◆ **ABOUT THIS TASK**:
In full and unaltered, output the records below.
##### DATA SECTION #####
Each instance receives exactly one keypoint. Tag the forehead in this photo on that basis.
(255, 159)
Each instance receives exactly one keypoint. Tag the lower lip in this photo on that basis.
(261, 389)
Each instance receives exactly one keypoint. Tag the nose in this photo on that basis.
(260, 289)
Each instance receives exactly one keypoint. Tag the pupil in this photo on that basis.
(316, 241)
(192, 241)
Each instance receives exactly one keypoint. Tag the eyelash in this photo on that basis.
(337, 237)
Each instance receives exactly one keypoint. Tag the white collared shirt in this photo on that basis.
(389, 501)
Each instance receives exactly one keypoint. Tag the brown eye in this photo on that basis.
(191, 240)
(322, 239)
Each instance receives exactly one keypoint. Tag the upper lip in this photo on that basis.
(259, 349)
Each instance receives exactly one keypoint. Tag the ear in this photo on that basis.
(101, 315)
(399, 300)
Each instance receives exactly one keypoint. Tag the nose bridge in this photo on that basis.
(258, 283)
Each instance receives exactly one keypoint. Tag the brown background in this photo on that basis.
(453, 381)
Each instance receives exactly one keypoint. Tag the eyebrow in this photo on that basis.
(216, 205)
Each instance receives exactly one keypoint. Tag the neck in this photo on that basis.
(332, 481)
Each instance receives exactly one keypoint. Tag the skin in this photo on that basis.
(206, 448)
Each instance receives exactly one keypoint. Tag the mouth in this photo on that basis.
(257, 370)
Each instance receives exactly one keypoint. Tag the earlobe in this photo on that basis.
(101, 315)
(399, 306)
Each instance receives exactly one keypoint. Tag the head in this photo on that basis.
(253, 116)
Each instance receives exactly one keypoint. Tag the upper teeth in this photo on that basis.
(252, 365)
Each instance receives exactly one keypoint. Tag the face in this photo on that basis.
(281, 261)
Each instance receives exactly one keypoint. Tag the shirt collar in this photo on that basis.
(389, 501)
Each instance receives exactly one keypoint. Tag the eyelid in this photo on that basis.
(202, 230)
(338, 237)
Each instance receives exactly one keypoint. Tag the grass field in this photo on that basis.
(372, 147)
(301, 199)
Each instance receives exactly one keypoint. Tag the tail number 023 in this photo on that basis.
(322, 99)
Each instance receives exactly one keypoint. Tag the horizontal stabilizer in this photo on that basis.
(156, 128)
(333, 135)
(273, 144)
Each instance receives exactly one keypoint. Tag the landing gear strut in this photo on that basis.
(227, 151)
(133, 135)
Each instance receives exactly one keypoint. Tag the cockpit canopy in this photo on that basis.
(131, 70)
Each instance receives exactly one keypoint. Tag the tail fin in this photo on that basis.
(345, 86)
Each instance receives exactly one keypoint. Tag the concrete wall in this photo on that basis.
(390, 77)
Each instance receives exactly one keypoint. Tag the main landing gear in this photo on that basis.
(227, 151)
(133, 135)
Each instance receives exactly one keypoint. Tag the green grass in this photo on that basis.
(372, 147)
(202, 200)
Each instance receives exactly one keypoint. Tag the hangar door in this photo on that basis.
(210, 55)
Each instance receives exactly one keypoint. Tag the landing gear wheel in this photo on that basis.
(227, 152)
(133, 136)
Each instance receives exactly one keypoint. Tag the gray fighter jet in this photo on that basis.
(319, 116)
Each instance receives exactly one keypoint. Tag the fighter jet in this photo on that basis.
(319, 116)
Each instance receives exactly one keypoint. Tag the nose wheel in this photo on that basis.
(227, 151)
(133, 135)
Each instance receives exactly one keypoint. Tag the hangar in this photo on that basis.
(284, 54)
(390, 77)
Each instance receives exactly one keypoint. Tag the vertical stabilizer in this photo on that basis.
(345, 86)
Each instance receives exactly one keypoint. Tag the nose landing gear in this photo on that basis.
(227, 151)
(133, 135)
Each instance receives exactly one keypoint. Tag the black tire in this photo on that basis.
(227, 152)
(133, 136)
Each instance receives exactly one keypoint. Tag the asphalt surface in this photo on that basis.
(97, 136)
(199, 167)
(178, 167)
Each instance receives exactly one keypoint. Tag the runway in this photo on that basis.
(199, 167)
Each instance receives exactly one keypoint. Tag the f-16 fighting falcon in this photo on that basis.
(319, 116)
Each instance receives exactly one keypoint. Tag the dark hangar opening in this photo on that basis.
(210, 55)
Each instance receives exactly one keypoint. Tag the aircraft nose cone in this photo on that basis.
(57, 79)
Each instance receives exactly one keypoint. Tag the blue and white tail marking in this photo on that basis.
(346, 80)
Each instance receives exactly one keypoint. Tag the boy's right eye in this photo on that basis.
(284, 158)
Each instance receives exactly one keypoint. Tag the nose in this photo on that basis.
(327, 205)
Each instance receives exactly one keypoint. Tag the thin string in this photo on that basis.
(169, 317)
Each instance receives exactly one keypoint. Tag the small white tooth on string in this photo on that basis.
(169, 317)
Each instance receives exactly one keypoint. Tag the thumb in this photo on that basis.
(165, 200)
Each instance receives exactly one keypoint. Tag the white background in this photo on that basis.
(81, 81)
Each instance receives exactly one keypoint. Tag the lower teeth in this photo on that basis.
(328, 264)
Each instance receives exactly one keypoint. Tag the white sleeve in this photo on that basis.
#####
◆ **EXERCISE SOLUTION**:
Each instance receives exactly one keypoint. Tag the forehead in this photo on that basis.
(255, 159)
Each instance receives exactly one keypoint. Tag the lower lip in this photo on that basis.
(261, 389)
Each instance receives exactly one keypoint. Tag the nose in this photo on that basis.
(260, 289)
Each instance receives exactly one keypoint. Tag the pupil in this photo on that basis.
(316, 241)
(192, 241)
Each instance receives exactly one keypoint. Tag the eyelash in this photo on that basis.
(337, 237)
Each instance receives exactly one keypoint. Tag the white collared shirt in this photo on that basis.
(389, 501)
Each instance receives exactly one keypoint. Tag the brown eye in this photo on that basis.
(191, 240)
(322, 239)
Each instance receives exactly one keypoint. Tag the upper lip in this photo on that basis.
(259, 349)
Each instance receives exactly one keypoint. Tag the ear in this photo on that basis.
(101, 315)
(399, 300)
Each instance receives exactly one keypoint. Tag the nose bridge in this photo on that basis.
(258, 283)
Each instance receives exactly one keypoint. Tag the brown background in this photo on that basis.
(453, 381)
Each instance receives exactly one keypoint. Tag the eyebrow in this photo on that basis.
(216, 205)
Each instance receives exactly one keypoint. Tag the neck in this photo on that basis.
(332, 481)
Each instance receives exactly one keypoint. Tag the skin in this photo on that basis.
(206, 448)
Each instance receives exactly one keypoint. Tag the mouth in this photo on that basis.
(257, 370)
Each instance receives exactly one keypoint. Tag the earlobe in this photo on that basis.
(101, 315)
(399, 306)
Each instance receives exactly one keypoint. Tag the head in this photo on that basis.
(253, 116)
Each instance receives exactly one keypoint. Tag the upper teeth in this photo on that basis.
(252, 365)
Each instance receives exactly one keypoint. Tag the face in this photo on that basis.
(281, 261)
Each instance receives exactly one keypoint. Tag the shirt collar in this photo on that basis.
(389, 501)
Each instance receives exactly one keypoint. Tag the eyelid in this photo on that basis.
(202, 230)
(338, 237)
Each instance receives exactly one keypoint. Tag the grass field in this photo on that basis.
(372, 147)
(301, 199)
Each instance receives exactly one keypoint. Tag the tail number 023 in this photo on that basis.
(322, 99)
Each instance receives exactly one keypoint. Tag the horizontal stabilizer in this photo on that basis.
(156, 128)
(333, 135)
(273, 144)
Each instance receives exactly one keypoint. Tag the landing gear strut in this photo on that basis.
(227, 151)
(133, 135)
Each instance receives exactly one keypoint. Tag the cockpit canopy in this photo on that basis.
(131, 70)
Each instance receives exactly one keypoint. Tag the tail fin in this photo on that basis.
(345, 86)
Each instance receives exactly one keypoint. Tag the concrete wall in this photo on that basis.
(390, 77)
Each instance receives exactly one keypoint. Tag the main landing gear in this photo on that basis.
(227, 151)
(133, 135)
Each instance receives exactly one keypoint. Tag the green grass in this photo on that basis.
(372, 147)
(202, 200)
Each instance receives exactly one keypoint. Tag the hangar door in this photo on that basis.
(210, 55)
Each instance receives exactly one keypoint. Tag the landing gear wheel in this photo on that basis.
(227, 152)
(133, 136)
Each instance receives exactly one keypoint. Tag the gray fighter jet in this photo on that basis.
(319, 116)
Each instance receives exactly one keypoint. Tag the fighter jet in this photo on that basis.
(319, 116)
Each instance receives exactly one keypoint. Tag the nose wheel in this photo on that basis.
(227, 151)
(133, 135)
Each instance receives exactly one keypoint. Tag the hangar in this photo on that basis.
(284, 54)
(390, 77)
Each instance receives exactly one keypoint. Tag the vertical stabilizer in this photo on that basis.
(345, 86)
Each instance receives exactly one keypoint. Tag the nose landing gear in this photo on that basis.
(227, 151)
(133, 135)
Each instance receives exactly one keypoint. Tag the black tire in this photo on that basis.
(227, 152)
(133, 136)
Each instance receives exactly one keypoint. Tag the asphalt surface in this photo on that basis.
(97, 136)
(199, 167)
(178, 167)
Each instance receives exactly one keypoint. Tag the runway in this photo on that basis.
(199, 167)
Each instance receives exactly one keypoint. Tag the f-16 fighting falcon in this photo on that basis.
(319, 116)
Each instance receives exactly one keypoint. Tag the dark hangar opening in this photo on that basis.
(210, 55)
Each instance receives exactly one keypoint. Tag the aircraft nose cone in this photo on that basis.
(57, 79)
Each instance receives exactly one keypoint. Tag the blue and white tail marking in this photo on that basis.
(346, 80)
Each instance receives exactly one keypoint. Tag the boy's right eye in this photo on that basis.
(284, 158)
Each instance receives exactly one keypoint. Tag the nose in this photo on that basis.
(327, 205)
Each instance receives exactly one keypoint. Tag the thin string in this photo on that basis.
(169, 317)
Each instance receives exactly one keypoint. Tag the small white tooth on string in this photo on that basis.
(169, 317)
Each instance receives exactly one keypoint. Tag the thumb in this photo on that basis.
(165, 200)
Each instance receives exactly one keypoint. Tag the white background in this photo on that basis.
(81, 81)
Each instance receives exactly one keypoint. Tag the lower teeth in this photo on that basis.
(328, 264)
Each instance receives exactly one keypoint. Tag the white sleeve in this photo on that basis.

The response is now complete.